### Aim of the task
Can you set out as a numbered list, skipping blank lines, every line in the records below from the one containing "indicate the electrical" down to the one containing "column 240, row 140", with both of those lines included?

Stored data
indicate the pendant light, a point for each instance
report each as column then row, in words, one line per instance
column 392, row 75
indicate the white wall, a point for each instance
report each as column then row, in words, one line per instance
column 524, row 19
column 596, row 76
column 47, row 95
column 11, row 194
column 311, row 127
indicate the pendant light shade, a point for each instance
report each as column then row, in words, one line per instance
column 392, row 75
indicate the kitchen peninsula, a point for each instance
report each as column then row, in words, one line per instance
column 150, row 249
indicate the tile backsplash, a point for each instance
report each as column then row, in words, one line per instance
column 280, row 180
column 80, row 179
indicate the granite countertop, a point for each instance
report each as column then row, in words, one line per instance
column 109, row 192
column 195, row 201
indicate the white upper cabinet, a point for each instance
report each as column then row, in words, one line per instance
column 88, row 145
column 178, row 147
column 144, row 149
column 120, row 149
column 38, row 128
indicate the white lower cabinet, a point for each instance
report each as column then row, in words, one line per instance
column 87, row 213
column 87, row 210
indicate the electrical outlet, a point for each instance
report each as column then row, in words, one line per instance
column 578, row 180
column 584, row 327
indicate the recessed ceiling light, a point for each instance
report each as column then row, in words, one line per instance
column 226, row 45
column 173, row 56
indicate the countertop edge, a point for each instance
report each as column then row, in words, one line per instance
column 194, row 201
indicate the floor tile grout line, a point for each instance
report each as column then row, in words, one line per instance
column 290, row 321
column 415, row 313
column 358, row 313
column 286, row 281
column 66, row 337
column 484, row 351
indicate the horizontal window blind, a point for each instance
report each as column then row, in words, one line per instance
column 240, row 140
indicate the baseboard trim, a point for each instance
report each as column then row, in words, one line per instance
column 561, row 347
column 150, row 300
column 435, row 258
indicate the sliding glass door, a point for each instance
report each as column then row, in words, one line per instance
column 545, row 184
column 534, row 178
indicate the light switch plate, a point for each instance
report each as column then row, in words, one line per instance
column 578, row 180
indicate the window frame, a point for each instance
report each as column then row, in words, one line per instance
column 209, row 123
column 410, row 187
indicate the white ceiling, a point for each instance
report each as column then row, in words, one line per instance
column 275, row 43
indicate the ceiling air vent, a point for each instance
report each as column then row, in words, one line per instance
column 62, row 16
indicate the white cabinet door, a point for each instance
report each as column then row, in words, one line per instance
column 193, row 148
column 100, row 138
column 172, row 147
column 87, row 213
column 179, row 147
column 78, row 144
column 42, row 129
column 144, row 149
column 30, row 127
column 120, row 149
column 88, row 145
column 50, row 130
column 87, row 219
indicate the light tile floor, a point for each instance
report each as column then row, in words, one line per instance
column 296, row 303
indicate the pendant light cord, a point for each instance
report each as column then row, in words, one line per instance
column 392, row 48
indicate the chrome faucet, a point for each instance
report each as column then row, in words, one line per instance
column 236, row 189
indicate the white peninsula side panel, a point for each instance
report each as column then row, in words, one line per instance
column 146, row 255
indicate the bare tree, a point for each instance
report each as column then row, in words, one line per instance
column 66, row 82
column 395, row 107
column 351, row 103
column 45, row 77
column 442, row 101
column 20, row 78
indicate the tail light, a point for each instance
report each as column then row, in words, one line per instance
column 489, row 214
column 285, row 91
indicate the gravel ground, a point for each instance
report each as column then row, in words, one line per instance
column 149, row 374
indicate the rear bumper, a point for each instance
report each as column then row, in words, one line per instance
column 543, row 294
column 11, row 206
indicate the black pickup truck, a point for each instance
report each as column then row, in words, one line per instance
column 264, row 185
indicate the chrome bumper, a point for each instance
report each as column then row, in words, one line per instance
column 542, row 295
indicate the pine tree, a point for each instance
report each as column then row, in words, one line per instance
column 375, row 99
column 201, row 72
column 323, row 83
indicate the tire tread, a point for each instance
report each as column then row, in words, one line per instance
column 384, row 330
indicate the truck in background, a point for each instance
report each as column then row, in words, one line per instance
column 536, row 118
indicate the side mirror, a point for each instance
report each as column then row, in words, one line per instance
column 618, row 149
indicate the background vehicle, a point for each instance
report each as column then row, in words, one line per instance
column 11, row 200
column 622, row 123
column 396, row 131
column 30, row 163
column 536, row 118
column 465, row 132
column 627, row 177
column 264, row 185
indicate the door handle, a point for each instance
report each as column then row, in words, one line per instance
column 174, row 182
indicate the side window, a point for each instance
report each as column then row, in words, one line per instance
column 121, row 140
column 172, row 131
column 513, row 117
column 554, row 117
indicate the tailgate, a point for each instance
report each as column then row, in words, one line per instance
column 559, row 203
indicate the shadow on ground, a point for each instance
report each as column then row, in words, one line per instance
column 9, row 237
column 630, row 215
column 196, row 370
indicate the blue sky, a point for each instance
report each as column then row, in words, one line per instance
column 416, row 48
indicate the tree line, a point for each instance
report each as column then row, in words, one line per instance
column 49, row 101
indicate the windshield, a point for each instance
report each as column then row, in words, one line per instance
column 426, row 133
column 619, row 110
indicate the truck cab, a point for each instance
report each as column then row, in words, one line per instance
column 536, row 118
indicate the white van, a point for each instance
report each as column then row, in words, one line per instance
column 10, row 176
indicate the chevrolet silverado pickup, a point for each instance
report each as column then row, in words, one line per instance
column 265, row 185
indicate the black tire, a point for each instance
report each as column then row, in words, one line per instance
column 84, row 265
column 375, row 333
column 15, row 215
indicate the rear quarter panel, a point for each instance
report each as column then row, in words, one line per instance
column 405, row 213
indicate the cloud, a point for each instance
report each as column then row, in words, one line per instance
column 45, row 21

### Reply to the exercise
1. indicate the electrical outlet, a point for each instance
2. report each as column then row, in words, one line per instance
3. column 578, row 180
4. column 584, row 327
5. indicate the recessed ceiling light, a point for each instance
6. report each as column then row, in words, one line per instance
7. column 226, row 45
8. column 173, row 56
9. indicate the countertop edge, a point for each instance
10. report each as column then row, in words, one line per instance
11. column 194, row 201
12. indicate the floor tile grout line, a point for each instance
13. report each as column then row, in words, one line per instance
14. column 290, row 321
15. column 415, row 313
16. column 358, row 313
17. column 286, row 281
18. column 66, row 337
19. column 484, row 351
20. indicate the horizontal window blind, a point for each instance
21. report each as column then row, in words, one line per instance
22. column 240, row 140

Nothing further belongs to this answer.